— WHAT NEEDS TO BE DONE —
Two lines mark the range in the entries below: the one holding "positive clicks: (140, 171)" and the one holding "43L204 20L59 38L63". Set down those two and all lines between them, exactly.

— TASK INPUT —
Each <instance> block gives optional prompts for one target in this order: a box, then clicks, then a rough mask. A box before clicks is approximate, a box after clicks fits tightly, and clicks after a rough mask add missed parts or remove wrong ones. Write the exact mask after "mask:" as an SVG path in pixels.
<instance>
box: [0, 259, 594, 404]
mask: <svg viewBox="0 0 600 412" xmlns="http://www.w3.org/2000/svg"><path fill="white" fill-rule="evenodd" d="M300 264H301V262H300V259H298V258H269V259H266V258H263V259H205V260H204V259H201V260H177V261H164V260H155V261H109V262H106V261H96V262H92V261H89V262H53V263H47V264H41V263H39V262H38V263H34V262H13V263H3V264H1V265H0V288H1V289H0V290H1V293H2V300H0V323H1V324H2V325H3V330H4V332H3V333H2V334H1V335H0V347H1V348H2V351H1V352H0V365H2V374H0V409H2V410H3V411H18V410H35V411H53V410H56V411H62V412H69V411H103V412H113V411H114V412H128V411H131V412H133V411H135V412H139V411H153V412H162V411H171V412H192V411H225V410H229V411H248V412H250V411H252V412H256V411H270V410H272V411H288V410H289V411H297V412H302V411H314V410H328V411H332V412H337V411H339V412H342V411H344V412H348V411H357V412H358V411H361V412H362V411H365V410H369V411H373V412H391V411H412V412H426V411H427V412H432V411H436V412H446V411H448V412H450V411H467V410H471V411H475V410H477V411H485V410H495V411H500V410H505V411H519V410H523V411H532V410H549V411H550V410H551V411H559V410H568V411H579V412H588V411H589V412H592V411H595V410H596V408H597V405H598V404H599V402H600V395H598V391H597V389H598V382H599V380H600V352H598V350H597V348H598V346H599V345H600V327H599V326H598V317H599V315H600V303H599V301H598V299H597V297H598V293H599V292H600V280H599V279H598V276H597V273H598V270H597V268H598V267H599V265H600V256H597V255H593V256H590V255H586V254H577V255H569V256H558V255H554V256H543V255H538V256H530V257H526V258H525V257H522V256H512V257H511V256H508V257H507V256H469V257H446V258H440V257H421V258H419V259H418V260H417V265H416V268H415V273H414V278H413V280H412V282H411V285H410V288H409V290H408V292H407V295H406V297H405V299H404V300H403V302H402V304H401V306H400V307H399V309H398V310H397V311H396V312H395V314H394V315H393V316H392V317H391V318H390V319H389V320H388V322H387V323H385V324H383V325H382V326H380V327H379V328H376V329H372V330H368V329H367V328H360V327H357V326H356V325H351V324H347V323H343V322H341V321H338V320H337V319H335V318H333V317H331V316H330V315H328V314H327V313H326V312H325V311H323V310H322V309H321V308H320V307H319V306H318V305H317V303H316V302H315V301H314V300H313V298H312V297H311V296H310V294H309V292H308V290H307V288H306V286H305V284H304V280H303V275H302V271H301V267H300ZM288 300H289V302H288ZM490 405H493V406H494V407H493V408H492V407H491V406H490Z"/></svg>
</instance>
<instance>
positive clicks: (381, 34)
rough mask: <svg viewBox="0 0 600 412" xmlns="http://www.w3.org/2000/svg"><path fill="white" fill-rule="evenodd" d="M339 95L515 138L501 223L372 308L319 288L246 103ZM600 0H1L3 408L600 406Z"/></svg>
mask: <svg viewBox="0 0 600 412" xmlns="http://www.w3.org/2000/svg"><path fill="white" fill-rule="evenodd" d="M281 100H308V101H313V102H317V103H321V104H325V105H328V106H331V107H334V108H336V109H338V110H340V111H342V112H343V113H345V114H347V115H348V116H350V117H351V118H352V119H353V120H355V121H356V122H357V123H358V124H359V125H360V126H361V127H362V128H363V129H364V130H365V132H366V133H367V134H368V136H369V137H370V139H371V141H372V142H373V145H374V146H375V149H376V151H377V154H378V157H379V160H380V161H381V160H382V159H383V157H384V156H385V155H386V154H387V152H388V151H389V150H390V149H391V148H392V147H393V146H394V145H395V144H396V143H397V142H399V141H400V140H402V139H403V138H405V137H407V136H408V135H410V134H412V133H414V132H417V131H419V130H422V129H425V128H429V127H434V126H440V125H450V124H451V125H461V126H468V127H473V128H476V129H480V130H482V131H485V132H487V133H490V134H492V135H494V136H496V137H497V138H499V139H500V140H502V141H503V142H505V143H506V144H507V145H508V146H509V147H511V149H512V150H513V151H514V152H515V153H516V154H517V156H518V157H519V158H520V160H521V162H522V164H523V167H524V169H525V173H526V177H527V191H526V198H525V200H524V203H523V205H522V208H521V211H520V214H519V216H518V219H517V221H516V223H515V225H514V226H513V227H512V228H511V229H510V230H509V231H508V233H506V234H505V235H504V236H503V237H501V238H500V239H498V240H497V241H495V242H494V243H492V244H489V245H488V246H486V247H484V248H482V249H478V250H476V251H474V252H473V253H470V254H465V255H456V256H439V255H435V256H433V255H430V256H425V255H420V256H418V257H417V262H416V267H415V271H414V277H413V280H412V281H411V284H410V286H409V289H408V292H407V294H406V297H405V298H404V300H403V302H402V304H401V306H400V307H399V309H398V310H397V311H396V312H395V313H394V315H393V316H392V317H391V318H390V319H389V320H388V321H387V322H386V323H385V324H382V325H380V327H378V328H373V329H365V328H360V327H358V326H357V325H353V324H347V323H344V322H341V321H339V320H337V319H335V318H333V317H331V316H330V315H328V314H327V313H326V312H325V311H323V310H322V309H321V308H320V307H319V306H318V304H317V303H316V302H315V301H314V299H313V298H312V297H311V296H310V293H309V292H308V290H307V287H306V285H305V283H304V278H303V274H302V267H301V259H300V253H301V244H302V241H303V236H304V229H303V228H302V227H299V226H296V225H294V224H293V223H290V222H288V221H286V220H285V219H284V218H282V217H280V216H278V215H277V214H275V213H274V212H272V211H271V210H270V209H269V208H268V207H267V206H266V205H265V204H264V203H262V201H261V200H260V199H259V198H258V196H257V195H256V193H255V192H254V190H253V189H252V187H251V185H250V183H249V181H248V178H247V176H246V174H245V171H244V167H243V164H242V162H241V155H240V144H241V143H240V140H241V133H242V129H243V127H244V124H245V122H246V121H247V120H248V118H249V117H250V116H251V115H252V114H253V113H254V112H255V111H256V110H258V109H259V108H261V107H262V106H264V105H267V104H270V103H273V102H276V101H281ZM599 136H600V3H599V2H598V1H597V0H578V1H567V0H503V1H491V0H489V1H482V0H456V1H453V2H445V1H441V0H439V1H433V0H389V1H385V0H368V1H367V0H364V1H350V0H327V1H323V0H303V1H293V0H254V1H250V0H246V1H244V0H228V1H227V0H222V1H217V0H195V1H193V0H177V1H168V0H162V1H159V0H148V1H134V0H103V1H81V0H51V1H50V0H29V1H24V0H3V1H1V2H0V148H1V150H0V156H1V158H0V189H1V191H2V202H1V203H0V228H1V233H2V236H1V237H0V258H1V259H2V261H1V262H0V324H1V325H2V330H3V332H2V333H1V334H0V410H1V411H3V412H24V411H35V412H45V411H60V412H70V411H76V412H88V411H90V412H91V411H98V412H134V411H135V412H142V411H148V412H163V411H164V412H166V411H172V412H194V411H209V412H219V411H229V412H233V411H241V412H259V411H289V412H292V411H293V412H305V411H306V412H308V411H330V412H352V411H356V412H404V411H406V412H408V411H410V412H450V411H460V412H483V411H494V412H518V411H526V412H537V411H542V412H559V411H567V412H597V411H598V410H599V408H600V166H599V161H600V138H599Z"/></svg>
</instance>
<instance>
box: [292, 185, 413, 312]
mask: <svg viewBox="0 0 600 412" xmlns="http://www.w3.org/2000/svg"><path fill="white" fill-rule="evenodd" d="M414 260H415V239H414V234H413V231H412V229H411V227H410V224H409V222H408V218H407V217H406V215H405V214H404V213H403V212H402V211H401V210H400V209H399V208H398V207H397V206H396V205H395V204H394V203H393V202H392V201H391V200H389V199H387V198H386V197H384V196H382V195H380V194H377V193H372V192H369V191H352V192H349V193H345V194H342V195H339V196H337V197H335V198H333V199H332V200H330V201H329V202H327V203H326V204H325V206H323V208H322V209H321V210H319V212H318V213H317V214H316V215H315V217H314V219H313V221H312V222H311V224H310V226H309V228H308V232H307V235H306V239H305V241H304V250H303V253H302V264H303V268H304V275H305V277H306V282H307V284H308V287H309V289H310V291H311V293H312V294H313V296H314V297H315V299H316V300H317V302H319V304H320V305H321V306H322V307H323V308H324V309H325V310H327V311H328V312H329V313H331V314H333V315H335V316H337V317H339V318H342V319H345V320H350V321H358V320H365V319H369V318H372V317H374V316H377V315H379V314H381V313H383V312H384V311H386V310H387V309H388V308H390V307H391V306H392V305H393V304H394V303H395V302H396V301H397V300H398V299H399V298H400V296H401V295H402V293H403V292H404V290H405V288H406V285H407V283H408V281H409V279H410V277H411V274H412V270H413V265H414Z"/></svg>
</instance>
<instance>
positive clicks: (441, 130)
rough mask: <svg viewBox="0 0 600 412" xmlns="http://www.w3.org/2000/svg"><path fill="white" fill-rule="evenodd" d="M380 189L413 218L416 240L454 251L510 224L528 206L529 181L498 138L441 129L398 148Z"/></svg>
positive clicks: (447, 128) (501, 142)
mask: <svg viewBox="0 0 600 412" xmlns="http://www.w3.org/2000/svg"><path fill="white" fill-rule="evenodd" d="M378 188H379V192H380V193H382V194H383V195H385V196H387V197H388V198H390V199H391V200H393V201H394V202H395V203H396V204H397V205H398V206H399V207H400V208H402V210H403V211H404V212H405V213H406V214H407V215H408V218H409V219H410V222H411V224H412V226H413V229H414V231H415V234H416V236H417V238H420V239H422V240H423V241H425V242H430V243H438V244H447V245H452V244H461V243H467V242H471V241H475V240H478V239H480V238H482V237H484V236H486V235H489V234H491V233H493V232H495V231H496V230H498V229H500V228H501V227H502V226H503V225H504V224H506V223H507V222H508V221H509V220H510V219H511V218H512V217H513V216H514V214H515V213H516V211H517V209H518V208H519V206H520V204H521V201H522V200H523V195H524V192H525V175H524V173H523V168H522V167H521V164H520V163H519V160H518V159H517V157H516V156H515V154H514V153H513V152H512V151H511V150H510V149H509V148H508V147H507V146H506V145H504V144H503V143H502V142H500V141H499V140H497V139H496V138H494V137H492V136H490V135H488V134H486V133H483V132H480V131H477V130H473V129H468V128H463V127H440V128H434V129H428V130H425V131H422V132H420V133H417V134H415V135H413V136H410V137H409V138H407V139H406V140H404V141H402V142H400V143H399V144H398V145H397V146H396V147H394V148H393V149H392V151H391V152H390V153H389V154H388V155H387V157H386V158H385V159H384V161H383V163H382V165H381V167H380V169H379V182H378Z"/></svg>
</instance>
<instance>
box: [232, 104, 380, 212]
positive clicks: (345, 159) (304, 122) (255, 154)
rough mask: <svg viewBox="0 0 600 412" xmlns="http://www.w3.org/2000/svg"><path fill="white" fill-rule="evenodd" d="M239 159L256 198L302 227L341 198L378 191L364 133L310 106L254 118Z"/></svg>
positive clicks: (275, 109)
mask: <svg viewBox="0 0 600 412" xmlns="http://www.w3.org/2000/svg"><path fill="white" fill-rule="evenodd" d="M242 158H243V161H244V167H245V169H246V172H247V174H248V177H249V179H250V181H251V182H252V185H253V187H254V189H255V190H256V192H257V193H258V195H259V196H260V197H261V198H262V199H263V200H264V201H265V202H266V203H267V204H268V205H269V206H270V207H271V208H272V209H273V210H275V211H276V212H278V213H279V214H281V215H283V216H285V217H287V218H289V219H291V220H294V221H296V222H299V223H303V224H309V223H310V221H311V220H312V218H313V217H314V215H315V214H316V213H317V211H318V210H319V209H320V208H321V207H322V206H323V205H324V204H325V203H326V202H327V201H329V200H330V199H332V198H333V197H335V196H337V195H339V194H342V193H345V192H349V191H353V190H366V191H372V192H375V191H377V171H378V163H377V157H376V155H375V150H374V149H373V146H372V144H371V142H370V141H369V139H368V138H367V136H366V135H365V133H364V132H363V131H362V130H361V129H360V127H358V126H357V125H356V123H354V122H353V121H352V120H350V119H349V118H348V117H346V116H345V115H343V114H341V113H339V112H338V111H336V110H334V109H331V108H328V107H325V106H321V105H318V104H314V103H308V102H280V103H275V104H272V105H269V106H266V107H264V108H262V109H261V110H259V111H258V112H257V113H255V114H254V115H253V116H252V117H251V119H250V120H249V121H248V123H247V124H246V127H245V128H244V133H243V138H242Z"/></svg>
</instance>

---

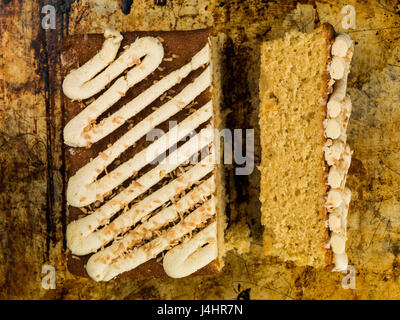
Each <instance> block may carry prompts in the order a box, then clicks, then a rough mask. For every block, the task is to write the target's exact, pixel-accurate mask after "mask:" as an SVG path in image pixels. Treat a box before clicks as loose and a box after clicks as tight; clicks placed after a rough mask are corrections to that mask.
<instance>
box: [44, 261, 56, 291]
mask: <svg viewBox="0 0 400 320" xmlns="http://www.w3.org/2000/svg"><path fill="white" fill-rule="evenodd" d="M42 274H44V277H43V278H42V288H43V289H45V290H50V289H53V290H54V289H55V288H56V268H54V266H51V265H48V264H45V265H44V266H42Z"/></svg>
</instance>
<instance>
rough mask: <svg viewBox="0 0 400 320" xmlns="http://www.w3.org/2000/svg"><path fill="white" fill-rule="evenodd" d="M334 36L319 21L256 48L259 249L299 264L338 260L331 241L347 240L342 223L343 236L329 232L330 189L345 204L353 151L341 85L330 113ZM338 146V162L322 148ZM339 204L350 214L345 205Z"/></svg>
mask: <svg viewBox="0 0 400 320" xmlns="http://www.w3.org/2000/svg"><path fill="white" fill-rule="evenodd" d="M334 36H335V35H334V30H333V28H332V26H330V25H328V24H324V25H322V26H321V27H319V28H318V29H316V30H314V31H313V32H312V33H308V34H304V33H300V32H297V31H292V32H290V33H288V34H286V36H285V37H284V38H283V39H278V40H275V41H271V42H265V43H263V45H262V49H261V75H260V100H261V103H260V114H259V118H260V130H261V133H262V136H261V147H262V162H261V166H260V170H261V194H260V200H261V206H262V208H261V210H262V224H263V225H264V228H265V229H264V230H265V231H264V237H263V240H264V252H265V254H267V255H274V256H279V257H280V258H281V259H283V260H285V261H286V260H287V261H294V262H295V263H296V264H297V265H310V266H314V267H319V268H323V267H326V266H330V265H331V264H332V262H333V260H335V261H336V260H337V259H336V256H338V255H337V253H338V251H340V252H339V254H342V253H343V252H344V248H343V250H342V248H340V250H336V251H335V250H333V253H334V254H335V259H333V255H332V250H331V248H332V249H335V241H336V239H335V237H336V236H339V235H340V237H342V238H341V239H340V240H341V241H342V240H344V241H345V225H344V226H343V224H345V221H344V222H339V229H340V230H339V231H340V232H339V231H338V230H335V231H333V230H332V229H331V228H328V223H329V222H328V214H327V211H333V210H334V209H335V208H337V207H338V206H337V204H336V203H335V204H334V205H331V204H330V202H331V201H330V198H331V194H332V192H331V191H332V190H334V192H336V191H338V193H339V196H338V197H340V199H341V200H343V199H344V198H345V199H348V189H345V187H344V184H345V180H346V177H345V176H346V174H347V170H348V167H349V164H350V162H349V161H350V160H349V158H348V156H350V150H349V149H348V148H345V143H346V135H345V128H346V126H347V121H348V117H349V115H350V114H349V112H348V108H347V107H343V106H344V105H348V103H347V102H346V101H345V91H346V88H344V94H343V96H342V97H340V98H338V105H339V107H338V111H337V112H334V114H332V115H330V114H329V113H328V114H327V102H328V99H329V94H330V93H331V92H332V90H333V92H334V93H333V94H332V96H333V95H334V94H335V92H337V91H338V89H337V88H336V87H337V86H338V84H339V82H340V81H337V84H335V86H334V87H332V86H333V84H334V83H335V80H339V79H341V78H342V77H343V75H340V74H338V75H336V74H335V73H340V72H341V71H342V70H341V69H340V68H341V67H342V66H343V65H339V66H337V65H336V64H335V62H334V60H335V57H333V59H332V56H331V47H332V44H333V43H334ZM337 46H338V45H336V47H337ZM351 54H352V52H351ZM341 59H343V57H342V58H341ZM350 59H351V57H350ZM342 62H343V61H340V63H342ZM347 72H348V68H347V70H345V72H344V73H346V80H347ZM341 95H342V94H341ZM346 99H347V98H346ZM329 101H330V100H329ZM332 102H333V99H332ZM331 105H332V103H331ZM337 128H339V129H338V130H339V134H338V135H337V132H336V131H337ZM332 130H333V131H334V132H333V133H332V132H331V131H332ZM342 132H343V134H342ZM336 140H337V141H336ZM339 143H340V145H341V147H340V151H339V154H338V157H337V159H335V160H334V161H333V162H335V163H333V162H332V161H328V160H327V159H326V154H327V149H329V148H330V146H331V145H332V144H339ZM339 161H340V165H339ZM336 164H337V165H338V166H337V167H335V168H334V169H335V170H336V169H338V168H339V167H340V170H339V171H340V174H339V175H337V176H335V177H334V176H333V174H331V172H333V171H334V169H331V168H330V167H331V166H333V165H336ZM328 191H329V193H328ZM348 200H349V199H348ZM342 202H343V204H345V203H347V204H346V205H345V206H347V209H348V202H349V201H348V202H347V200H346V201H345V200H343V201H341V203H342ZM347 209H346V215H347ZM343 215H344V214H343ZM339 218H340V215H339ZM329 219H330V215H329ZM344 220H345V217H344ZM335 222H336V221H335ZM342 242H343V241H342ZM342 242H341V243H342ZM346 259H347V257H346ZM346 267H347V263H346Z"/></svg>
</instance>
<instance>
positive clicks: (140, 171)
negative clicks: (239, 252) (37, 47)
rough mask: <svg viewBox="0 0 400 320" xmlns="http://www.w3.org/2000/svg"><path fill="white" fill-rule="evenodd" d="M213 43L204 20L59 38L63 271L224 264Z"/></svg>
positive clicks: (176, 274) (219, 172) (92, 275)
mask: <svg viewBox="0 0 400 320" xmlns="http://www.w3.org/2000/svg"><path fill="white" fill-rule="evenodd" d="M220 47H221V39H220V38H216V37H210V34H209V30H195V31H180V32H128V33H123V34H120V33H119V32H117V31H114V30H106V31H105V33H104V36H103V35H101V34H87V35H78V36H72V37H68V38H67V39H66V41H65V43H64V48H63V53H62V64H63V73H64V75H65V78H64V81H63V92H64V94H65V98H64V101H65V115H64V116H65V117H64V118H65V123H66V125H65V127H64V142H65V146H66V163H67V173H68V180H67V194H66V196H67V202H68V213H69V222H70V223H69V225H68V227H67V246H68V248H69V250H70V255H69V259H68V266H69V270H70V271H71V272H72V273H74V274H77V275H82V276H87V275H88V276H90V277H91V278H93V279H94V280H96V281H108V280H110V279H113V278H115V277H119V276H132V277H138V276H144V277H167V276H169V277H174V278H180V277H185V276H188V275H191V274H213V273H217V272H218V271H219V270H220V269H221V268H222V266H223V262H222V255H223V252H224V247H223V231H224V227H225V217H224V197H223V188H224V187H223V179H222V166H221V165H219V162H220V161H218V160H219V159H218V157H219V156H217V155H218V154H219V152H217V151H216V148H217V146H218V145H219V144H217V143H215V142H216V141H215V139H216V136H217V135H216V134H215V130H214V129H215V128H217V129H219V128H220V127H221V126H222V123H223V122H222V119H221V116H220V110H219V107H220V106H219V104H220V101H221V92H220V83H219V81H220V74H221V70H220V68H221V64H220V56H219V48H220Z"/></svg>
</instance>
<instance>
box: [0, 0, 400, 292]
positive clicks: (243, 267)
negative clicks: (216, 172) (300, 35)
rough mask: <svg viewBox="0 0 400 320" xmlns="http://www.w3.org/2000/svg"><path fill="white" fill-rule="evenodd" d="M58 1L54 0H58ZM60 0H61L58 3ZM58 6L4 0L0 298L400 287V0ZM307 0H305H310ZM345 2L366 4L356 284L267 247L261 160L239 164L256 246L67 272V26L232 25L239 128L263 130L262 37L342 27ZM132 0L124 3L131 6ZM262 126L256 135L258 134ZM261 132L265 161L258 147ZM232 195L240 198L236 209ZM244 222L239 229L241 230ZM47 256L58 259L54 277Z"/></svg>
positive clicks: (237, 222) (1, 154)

— ANSWER BOX —
positive clicks: (140, 171)
negative clicks: (239, 252) (37, 47)
rough mask: <svg viewBox="0 0 400 320" xmlns="http://www.w3.org/2000/svg"><path fill="white" fill-rule="evenodd" d="M213 43L204 20L59 38L63 271L224 264Z"/></svg>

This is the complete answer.